= Task to carry out =
Could you reproduce all of the records below word for word, leaving the pictures out of your copy?

= Data =
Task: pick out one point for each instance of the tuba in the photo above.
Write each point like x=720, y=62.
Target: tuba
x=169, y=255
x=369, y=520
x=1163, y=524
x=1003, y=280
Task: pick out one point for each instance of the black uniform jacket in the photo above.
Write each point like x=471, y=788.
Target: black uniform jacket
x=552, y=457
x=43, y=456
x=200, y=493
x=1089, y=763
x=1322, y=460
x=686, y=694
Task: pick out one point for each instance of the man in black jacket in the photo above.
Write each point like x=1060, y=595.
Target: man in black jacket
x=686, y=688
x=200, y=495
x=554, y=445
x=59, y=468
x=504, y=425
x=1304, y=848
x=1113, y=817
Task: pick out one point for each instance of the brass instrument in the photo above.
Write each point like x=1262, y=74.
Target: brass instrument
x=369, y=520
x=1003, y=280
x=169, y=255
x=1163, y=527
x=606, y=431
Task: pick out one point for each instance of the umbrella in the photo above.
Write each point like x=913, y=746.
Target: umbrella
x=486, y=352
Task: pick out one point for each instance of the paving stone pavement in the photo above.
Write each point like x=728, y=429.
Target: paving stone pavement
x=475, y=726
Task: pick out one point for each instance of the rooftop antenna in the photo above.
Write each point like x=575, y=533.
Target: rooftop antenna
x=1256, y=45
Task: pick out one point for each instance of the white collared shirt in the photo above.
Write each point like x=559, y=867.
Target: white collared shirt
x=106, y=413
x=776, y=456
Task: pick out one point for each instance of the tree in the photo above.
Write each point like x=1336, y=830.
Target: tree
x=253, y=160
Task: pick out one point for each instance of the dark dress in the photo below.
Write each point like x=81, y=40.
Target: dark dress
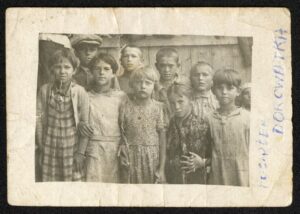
x=189, y=136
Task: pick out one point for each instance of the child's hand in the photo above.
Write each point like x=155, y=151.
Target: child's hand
x=191, y=163
x=123, y=155
x=160, y=177
x=79, y=160
x=197, y=161
x=85, y=129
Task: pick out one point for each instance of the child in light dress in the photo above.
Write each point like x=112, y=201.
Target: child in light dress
x=142, y=153
x=244, y=100
x=104, y=137
x=201, y=76
x=60, y=107
x=229, y=128
x=188, y=151
x=131, y=60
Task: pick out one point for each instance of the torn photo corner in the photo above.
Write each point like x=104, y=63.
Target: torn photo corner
x=150, y=107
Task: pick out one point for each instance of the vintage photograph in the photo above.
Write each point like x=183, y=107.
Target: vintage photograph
x=149, y=107
x=143, y=109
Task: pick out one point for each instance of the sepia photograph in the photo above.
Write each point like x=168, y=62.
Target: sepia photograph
x=149, y=107
x=143, y=109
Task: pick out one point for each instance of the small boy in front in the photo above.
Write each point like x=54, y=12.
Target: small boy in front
x=86, y=47
x=167, y=64
x=201, y=76
x=131, y=60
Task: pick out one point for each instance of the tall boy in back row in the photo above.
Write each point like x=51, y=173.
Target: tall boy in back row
x=168, y=65
x=86, y=48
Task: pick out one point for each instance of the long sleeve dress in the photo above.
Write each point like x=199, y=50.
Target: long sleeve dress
x=58, y=116
x=102, y=149
x=230, y=148
x=191, y=135
x=140, y=126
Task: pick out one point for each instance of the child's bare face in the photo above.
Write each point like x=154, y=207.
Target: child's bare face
x=86, y=52
x=246, y=97
x=143, y=88
x=202, y=78
x=63, y=70
x=226, y=94
x=131, y=59
x=180, y=105
x=167, y=68
x=102, y=73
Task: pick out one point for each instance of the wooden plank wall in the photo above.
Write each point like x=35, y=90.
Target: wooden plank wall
x=225, y=53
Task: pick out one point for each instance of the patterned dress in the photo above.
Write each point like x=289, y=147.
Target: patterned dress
x=230, y=148
x=191, y=135
x=102, y=161
x=140, y=126
x=60, y=141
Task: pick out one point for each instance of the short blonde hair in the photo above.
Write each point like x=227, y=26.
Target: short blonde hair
x=143, y=72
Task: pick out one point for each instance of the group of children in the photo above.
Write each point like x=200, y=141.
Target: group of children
x=141, y=127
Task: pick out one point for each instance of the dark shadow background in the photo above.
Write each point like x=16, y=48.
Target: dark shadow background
x=293, y=6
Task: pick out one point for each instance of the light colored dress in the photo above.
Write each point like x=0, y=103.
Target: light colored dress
x=101, y=151
x=230, y=148
x=57, y=117
x=205, y=104
x=140, y=126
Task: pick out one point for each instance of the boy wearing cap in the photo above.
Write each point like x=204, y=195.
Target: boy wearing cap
x=86, y=47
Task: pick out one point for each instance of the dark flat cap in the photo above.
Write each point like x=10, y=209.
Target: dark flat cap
x=79, y=39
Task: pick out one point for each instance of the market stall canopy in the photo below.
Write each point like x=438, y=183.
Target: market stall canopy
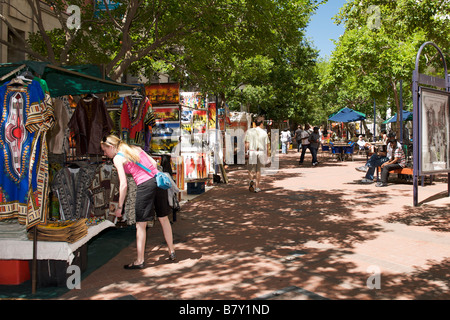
x=407, y=116
x=65, y=80
x=347, y=115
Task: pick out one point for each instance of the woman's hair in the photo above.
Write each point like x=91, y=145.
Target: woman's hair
x=130, y=152
x=394, y=144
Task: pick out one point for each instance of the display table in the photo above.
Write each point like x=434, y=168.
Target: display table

= Solution for this exercise =
Task: pick out one point for each instance of the tuba in the photo above.
Write each point like x=720, y=62.
Target: tuba
x=169, y=255
x=369, y=520
x=1163, y=524
x=1003, y=280
Task: pick out one point for each instance of the black uniform jacket in the photo above.
Write each point like x=471, y=788.
Target: black uniform jacket
x=552, y=457
x=43, y=456
x=200, y=493
x=1089, y=763
x=1322, y=460
x=686, y=694
Task: pick out one point for each instance of the man in black jacket in the photo above.
Write each point like x=1060, y=595.
Target: man in black jacket
x=686, y=688
x=200, y=495
x=554, y=445
x=59, y=468
x=504, y=425
x=1304, y=848
x=1113, y=817
Task: pick out one point for each instance of the brass instrument in the photo above.
Write each point like x=1262, y=74.
Target: brass instrument
x=369, y=520
x=1003, y=280
x=169, y=255
x=1163, y=527
x=606, y=431
Task: pick out one point for each instance of the umbrella in the photo above.
Write each point like x=913, y=746.
Target: umbrella
x=486, y=352
Task: pick out one point for each instance of the paving stone pavement in the photo above.
Write each point like x=728, y=429.
Target: paving stone pavement
x=475, y=726
Task: pick out one point for each instance of the rooftop antenna in the photo above.
Write each point like x=575, y=533.
Target: rooftop antenna
x=1256, y=45
Task: pick out one point for each instance of the white collared shirt in the photo above.
Write each point like x=559, y=867.
Target: white collared shirt
x=106, y=413
x=776, y=456
Task: pick out one point for each instance of the tree in the photo above.
Write each point like x=1336, y=830.
Target: tree
x=253, y=160
Task: pick out one point for each instance of the dark dress in the photo below.
Write each point like x=81, y=40.
Target: dark dress
x=189, y=136
Task: pick out one point for each instance of the child's hand in the photo above.
Write each point like x=155, y=151.
Target: child's hand
x=191, y=163
x=123, y=155
x=160, y=177
x=79, y=160
x=197, y=161
x=85, y=129
Task: pick out one point for each instance of the child in light dress in the photo above.
Write each point like x=112, y=201.
Target: child in light dress
x=142, y=153
x=244, y=100
x=104, y=137
x=201, y=76
x=60, y=107
x=229, y=128
x=188, y=151
x=131, y=60
Task: pick out one point for each instance of the torn photo corner in the photo above.
Write each point like x=104, y=63.
Target: torn photo corner
x=150, y=107
Task: pick out one point for each instance of the vintage photograph in the photo above.
Write each point like x=183, y=107.
Target: vintage photograph
x=149, y=107
x=143, y=109
Task: pick out one point for each instance of the sepia photograph in the photo above.
Write each point like x=168, y=62.
Target: sepia photograph
x=149, y=107
x=143, y=109
Task: pick out one point for each instance of the small boy in front in the photo above.
Write each point like x=54, y=12.
Target: small boy in front
x=86, y=47
x=167, y=64
x=201, y=76
x=131, y=60
Task: pick out one point for each instance of the tall boy in back row in the photo above.
Write each point like x=51, y=173.
Target: tall boy in back row
x=168, y=65
x=86, y=48
Task: pick out one point for each instance of the long sleeve dress in the photo above.
Write each point like x=199, y=50.
Target: long sleeve dress
x=58, y=116
x=102, y=149
x=230, y=148
x=191, y=135
x=140, y=126
Task: pick out one point for each instance of the child's bare face in the photo above.
Write each point like x=154, y=207.
Target: child's bare face
x=86, y=52
x=246, y=97
x=143, y=88
x=202, y=78
x=63, y=70
x=226, y=94
x=131, y=59
x=180, y=105
x=167, y=68
x=102, y=73
Task: pick out one point for each instance of the wooden plank wall in the photo above.
Write each point like x=35, y=90.
Target: wooden plank wall
x=225, y=53
Task: pick out one point for each instance of the patterned dress in the photo above.
Write each point like x=289, y=147.
Target: patterned dress
x=230, y=148
x=191, y=135
x=102, y=161
x=140, y=126
x=60, y=141
Task: pick out one point for each instance of the short blonde hair in the photo above.
Write each point like x=227, y=26.
Target: short blonde hair
x=143, y=72
Task: pick out one point for each instance of the group of children in the photo above.
Write each point like x=200, y=141.
Target: group of children
x=141, y=127
Task: pick out one point for each instance of the dark shadow background in the photo above.
Write each point like x=16, y=48.
Target: dark shadow background
x=293, y=6
Task: pick out one point for each instance of the light colored dress in the photo above.
Write each point like x=0, y=103.
Target: light colored dress
x=101, y=151
x=230, y=148
x=57, y=117
x=205, y=104
x=140, y=126
Task: pick out one point for each instance of the boy wearing cap in the photo above.
Write each point like x=204, y=195.
Target: boy wearing cap
x=86, y=47
Task: pick out one point for each instance of the dark flat cap in the photo above.
Write each point like x=10, y=209.
Target: dark flat cap
x=79, y=39
Task: pick out one point for each instance of the market stall canopy in the photo below.
Write each point like x=438, y=183.
Target: market stall canopy
x=407, y=116
x=65, y=80
x=347, y=115
Task: pick out one point for each instance of the woman's hair in the photo above.
Write each point like x=91, y=145.
Target: woman's hair
x=130, y=152
x=394, y=144
Task: pick out one point for each instance of the display table in the photo above.
Write each point like x=434, y=168.
Target: display table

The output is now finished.